> **INFORMATION SHOWN**:

────

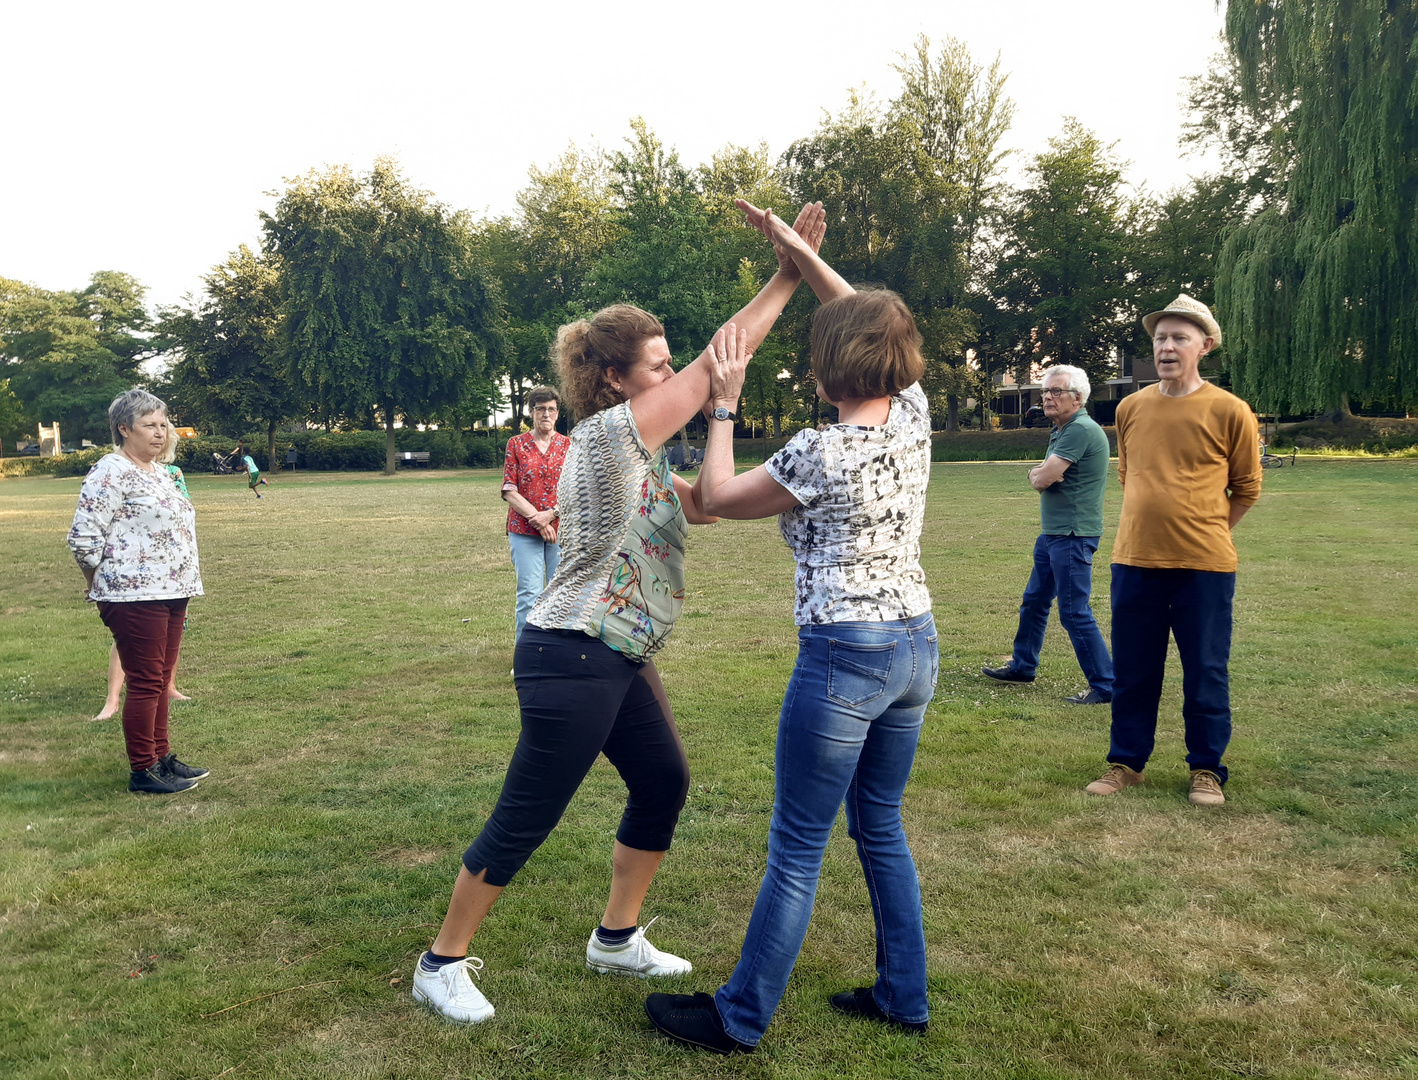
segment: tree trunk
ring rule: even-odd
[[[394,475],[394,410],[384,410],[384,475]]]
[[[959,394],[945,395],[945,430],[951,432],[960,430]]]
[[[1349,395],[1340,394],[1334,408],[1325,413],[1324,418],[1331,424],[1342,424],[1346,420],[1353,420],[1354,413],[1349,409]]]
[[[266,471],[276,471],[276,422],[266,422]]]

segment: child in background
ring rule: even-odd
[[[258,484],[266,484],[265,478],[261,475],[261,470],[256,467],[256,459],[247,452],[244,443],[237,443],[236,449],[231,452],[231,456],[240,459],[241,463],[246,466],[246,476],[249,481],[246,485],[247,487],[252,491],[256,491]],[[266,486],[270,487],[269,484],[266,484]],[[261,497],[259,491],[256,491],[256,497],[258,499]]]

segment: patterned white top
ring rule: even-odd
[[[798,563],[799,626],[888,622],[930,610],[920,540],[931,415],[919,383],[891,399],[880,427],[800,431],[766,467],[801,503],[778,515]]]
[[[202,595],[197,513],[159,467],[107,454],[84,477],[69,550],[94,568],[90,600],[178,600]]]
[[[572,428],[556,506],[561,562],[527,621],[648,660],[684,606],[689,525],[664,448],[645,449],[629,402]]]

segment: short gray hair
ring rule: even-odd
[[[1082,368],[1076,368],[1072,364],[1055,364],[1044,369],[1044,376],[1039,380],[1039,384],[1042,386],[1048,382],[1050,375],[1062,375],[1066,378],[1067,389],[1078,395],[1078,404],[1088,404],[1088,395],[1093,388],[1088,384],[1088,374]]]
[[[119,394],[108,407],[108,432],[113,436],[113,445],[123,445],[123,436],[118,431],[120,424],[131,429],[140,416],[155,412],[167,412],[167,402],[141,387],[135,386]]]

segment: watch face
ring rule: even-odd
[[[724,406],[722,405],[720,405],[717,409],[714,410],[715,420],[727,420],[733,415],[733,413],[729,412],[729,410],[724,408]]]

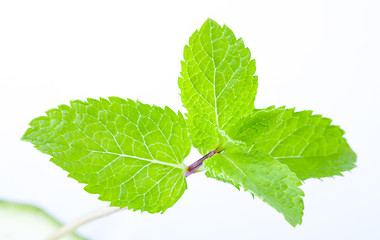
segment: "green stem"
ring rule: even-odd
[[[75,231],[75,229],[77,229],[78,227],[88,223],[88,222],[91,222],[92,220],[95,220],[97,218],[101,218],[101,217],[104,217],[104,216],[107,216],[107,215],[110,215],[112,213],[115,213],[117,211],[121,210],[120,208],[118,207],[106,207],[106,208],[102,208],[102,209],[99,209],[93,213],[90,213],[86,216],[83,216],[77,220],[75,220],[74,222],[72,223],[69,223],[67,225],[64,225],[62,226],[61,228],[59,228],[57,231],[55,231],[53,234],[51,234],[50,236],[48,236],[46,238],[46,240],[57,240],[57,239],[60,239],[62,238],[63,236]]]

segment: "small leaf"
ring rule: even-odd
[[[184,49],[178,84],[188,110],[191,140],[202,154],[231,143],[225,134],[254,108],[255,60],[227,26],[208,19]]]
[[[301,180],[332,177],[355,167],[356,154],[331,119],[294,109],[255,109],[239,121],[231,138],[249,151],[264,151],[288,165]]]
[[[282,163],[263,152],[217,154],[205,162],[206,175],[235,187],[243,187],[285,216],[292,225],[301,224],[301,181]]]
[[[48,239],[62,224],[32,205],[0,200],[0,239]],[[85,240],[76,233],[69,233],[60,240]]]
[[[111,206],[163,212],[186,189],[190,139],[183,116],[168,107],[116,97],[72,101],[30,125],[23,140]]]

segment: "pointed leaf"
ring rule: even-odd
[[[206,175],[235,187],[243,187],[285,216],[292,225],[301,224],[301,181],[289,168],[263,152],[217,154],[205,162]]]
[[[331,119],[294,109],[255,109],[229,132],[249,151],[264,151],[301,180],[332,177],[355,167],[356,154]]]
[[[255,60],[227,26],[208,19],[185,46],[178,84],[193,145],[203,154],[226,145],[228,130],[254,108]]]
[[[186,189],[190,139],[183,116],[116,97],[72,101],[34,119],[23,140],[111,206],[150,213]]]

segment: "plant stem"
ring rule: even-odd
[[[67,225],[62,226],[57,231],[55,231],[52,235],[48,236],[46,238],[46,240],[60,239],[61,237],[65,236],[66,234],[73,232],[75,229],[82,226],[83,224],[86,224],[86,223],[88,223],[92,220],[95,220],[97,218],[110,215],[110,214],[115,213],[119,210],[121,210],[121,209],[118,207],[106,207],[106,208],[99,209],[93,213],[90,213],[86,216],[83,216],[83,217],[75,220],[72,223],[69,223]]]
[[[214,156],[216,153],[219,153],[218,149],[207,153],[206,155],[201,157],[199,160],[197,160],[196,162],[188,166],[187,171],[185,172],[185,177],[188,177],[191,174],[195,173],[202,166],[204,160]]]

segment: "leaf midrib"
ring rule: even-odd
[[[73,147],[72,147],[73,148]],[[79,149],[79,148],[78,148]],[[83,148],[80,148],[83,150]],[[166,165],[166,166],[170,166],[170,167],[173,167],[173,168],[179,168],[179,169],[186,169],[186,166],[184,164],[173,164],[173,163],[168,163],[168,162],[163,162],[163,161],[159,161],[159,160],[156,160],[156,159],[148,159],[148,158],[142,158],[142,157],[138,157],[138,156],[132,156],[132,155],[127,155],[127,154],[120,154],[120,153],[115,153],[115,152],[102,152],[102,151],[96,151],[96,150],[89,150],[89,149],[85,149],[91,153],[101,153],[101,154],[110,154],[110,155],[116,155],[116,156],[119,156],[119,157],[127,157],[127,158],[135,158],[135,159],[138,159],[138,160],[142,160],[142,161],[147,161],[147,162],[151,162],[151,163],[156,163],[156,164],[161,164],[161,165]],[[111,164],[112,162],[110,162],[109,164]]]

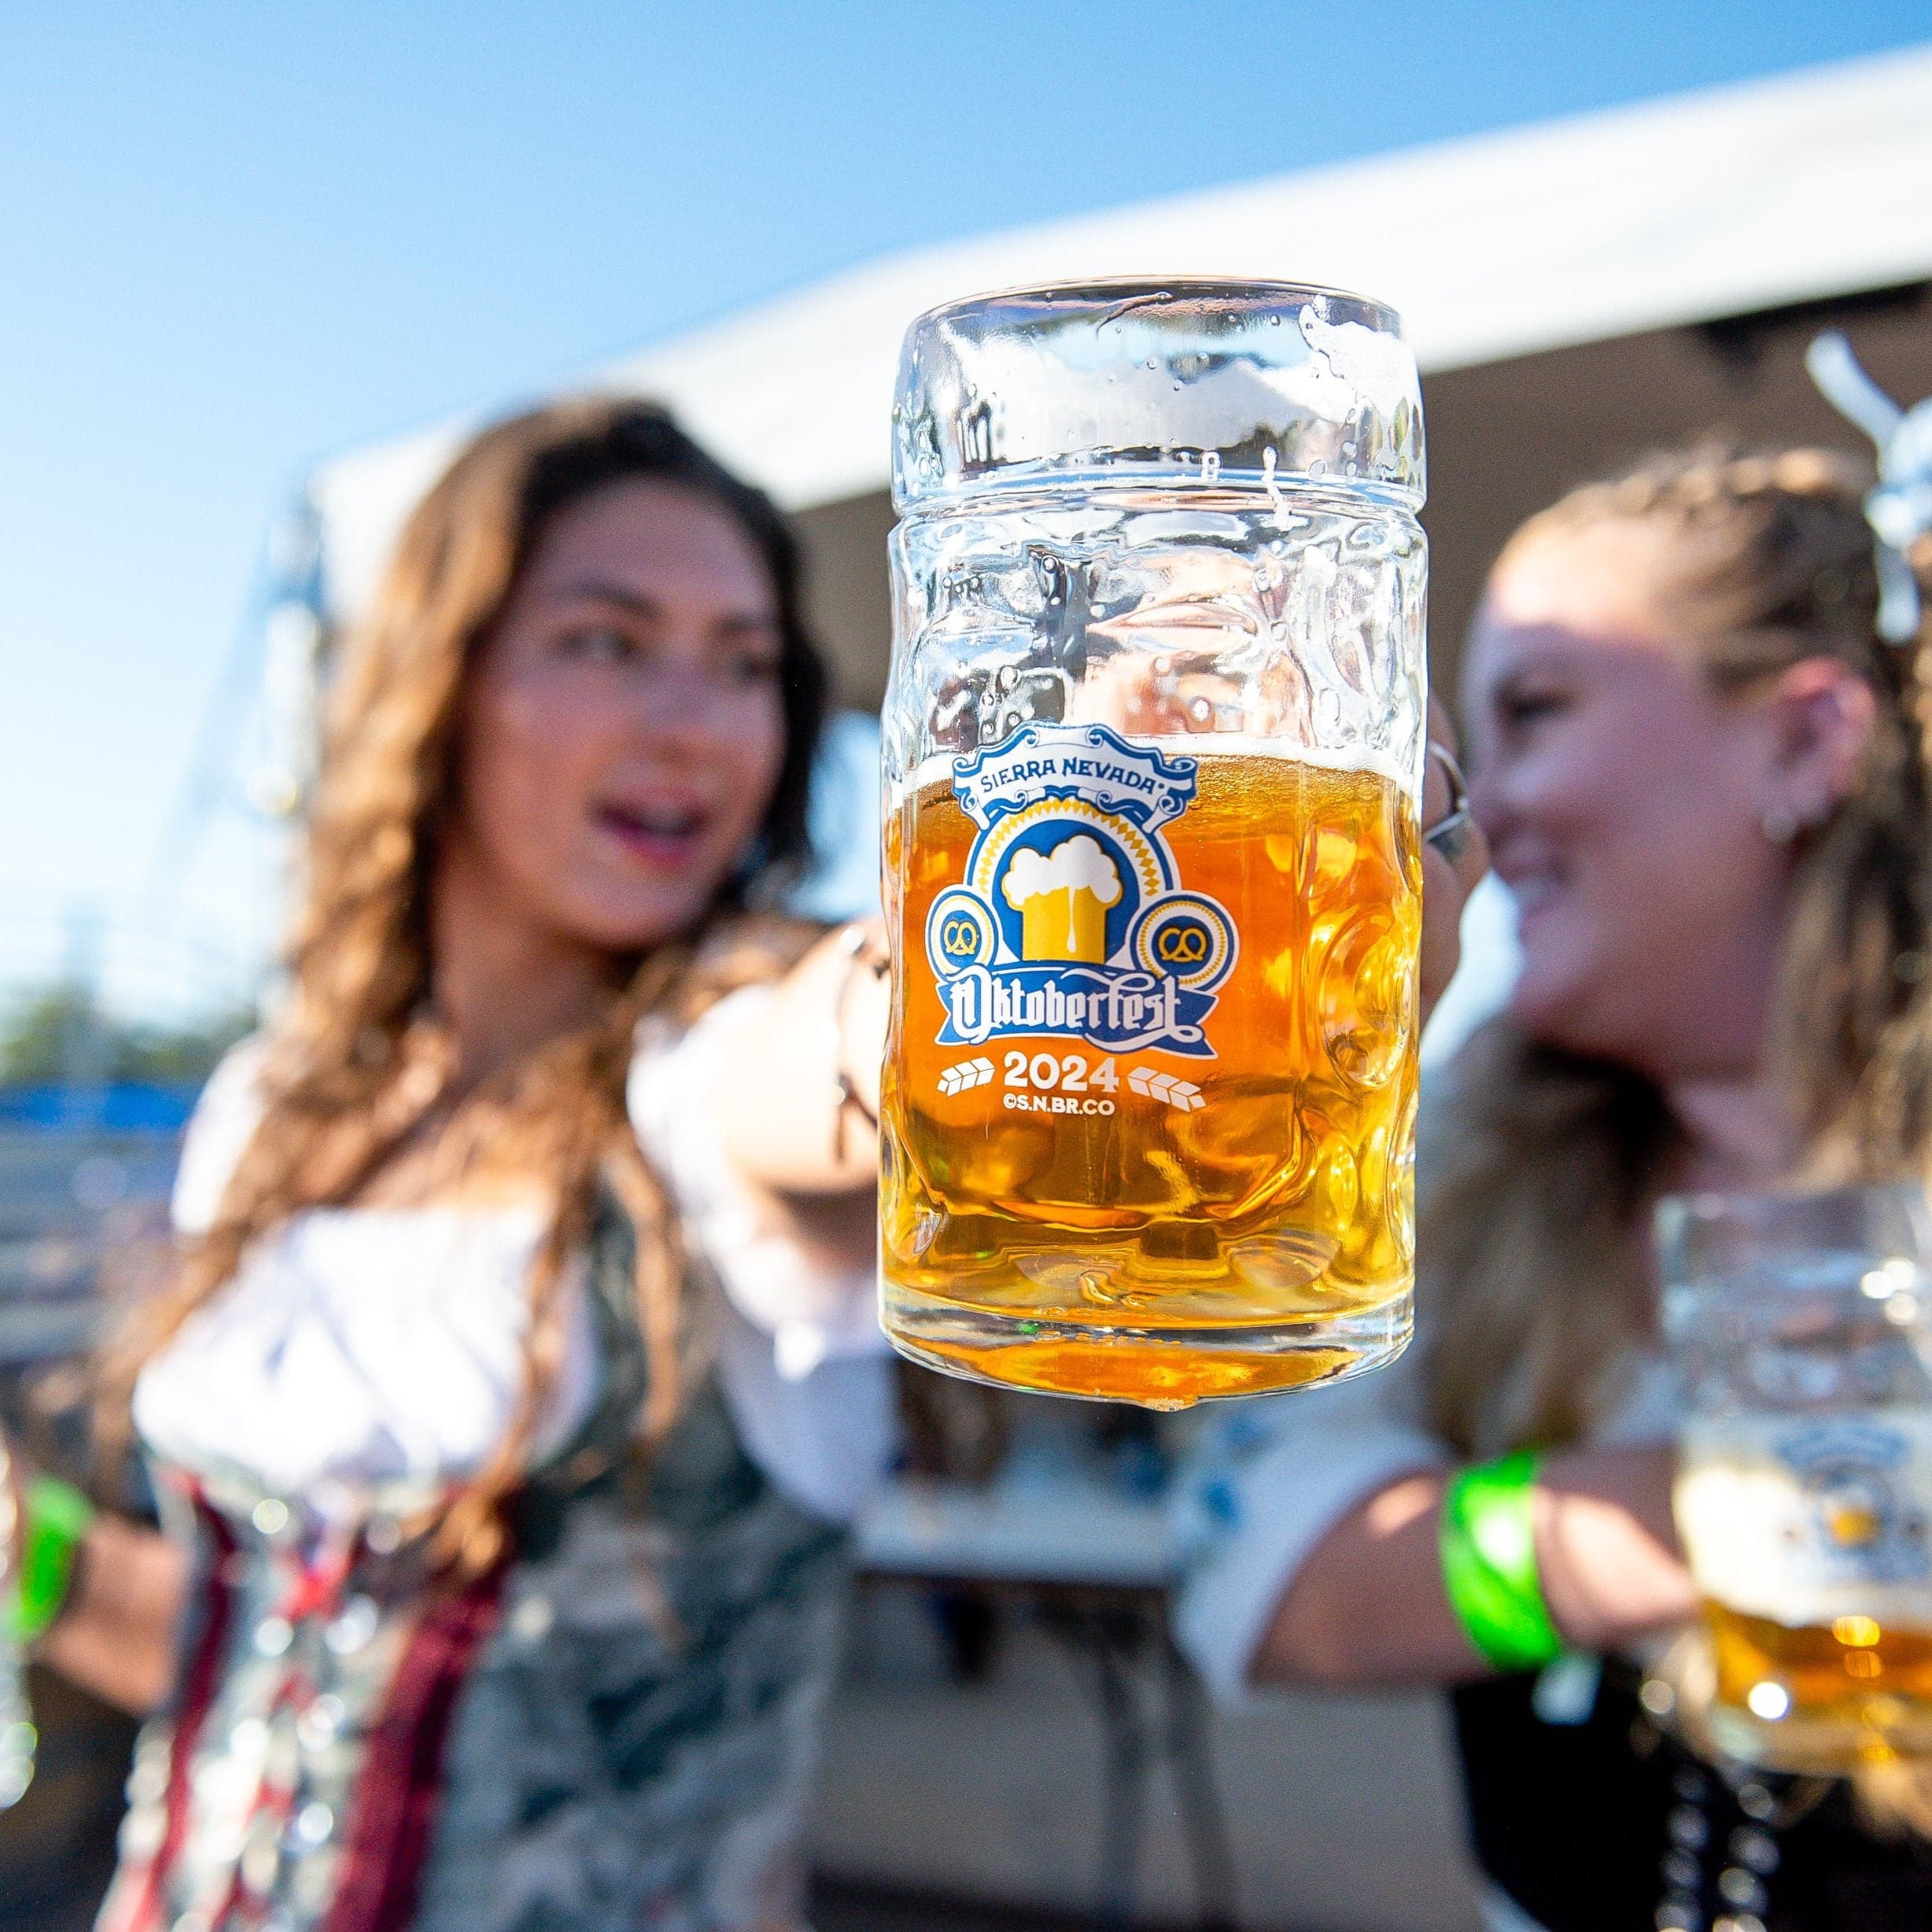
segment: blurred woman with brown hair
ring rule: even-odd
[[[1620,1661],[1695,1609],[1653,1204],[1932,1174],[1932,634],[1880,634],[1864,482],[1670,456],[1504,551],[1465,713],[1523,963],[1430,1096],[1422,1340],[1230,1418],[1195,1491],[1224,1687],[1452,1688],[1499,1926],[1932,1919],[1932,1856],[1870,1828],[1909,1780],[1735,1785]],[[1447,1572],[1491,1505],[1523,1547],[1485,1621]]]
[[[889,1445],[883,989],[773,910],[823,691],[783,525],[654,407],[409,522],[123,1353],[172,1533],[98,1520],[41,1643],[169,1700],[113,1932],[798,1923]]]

────

> **WHAT YOU ARE ASKED TO DO**: Return, exactly as they stand, the lines from the opening line of the listing through the line with "segment: patterned white top", both ends counted, and no pictures.

> **RESPONSE AREA**:
segment: tree trunk
ring rule: even-odd
[[[394,475],[394,410],[384,410],[384,475]]]
[[[959,394],[945,395],[945,430],[951,432],[960,430]]]
[[[1349,395],[1340,394],[1334,408],[1325,413],[1324,418],[1331,424],[1342,424],[1346,420],[1353,420],[1354,413],[1349,409]]]
[[[266,471],[276,471],[276,422],[266,422]]]

segment: child in background
ring rule: even-odd
[[[258,484],[266,484],[265,478],[261,475],[261,470],[256,467],[256,459],[247,452],[244,443],[237,443],[236,449],[231,452],[231,456],[240,459],[241,463],[246,466],[246,476],[249,481],[246,485],[247,487],[252,491],[256,491]],[[266,486],[270,487],[269,484],[266,484]],[[261,497],[259,491],[256,491],[256,497],[258,499]]]

segment: patterned white top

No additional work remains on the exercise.